----- SELECTED TEXT

Home » Reviews » Susie Campbell, ‘The Sleeping Place’ (Guillemot, 2023) : Ruth Wiggins, ‘The Lost Book of Barkynge’ (Shearsman, 2023)

Susie Campbell, ‘The Sleeping Place’ (Guillemot, 2023) : Ruth Wiggins, ‘The Lost Book of Barkynge’ (Shearsman, 2023)

Reviewed by Anna Reckin

Superficially, these two beautiful and substantially researched book-length sequences are alike. Both use full-page, open-form structures. Both engage with buried histories in specific landscapes. Both also address issues of nationality and identity, but whereas Wiggins’s is a reconstructive project, Campbell’s deconstructs, focusing on change, dissolution, recombination.

The Sleeping Place is in fact part of a larger body of research that shifts between writing and performance, in a process that aligns with visual arts practice as much as textual production. A timeline at the end of the book describes Campbell’s research process and the poetic procedures, textual and performative, from which the poems in the book derive.

It begins with Campbell’s discovery at a ‘local museum’ that ancient human remains had been found in the late 1920s close to her family home in Surrey. Unlike the bodies in an adjacent Victorian burial ground, they are nameless and it looks as if the main source for them is a 1931 report by an archaeologist investigating a ‘Saxon Cemetery’. And when she gets to visit the site in person, a process is set in motion: ‘I find there is nothing to see due to the row of large houses built along the ridge. I visit the site repeatedly and realise there is everything to see’. This ‘everything’ is landscape, what changes and what remains: ‘the chalky earth and the way it has subsided around the Victorian graves, and the treeline, and the open downland lying just below the ridge’. As her research continues, the picture becomes more complex, particularly as regards the identities of the humans who were buried there – for a period, it turns out, of about five hundred years, with ‘pagan and christian graves mixed together’ and ‘shared graves [which] suggest it may have been, for a time, an execution place or the site of a massacre’. There is even a suggestion that ‘bones may have been ritually mixed together to make one ancestral body’. A site plan prepared by the archaeologist looks promising ‘as a template’ for a writing project, but this too is mired in complexity, as it plots not only the variety of graves and their layers but also finds made by earlier investigators.  Campbell decides that her creative research should involve various kinds of procedural poetics, allowing her to respond to the dynamics of the landscape while also unsettling nationalist myths (for example ‘a White Anglo-Saxon originary’) and the idea of the cemetery as a resting /sleeping place.

----------
----- DATA PROVIDED

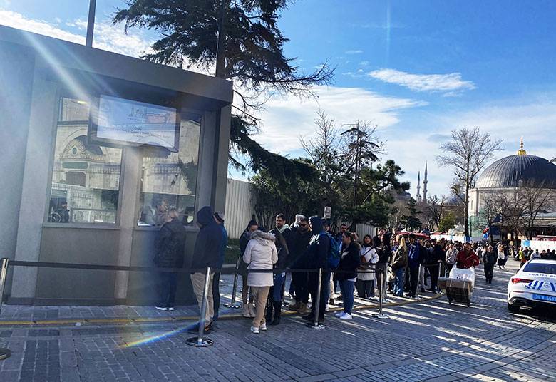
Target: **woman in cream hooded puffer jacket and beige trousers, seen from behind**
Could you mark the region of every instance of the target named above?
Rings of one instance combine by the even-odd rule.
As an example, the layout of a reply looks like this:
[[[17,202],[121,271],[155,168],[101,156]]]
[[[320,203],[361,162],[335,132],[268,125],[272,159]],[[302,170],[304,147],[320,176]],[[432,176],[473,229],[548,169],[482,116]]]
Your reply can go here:
[[[278,261],[278,252],[274,244],[274,234],[262,231],[251,233],[251,239],[247,243],[243,261],[249,264],[247,269],[269,269]],[[252,297],[255,301],[255,316],[251,331],[259,333],[260,330],[267,330],[267,323],[264,321],[264,308],[267,306],[267,297],[270,287],[274,284],[272,272],[249,273],[247,275],[247,285],[251,289]]]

----------

[COMPLETE THE FOLLOWING]
(A) For each statement about the review, answer yes or no and quote the words of the review that decide it: (i) The ancient human remains were found in the late 1920s near Campbell's family home in Surrey. (ii) The burial ground was in use for about two hundred years. (iii) A timeline appears at the start of The Sleeping Place.
(B) Rewrite the stretch of the review from "Reviewed by Anna" through "change, dissolution, recombination.", swapping "beautiful" for "handsome".
The records have no connection to the review.

[WRITTEN RESPONSES]
(A)
(i) Yes: "ancient human remains had been found in the late 1920s close to her family home in Surrey"
(ii) No: "for a period, it turns out, of about five hundred years"
(iii) No: "A timeline at the end of the book"

(B)
Reviewed by Anna Reckin

Superficially, these two handsome and substantially researched book-length sequences are alike. Both use full-page, open-form structures. Both engage with buried histories in specific landscapes. Both also address issues of nationality and identity, but whereas Wiggins’s is a reconstructive project, Campbell’s deconstructs, focusing on change, dissolution, recombination.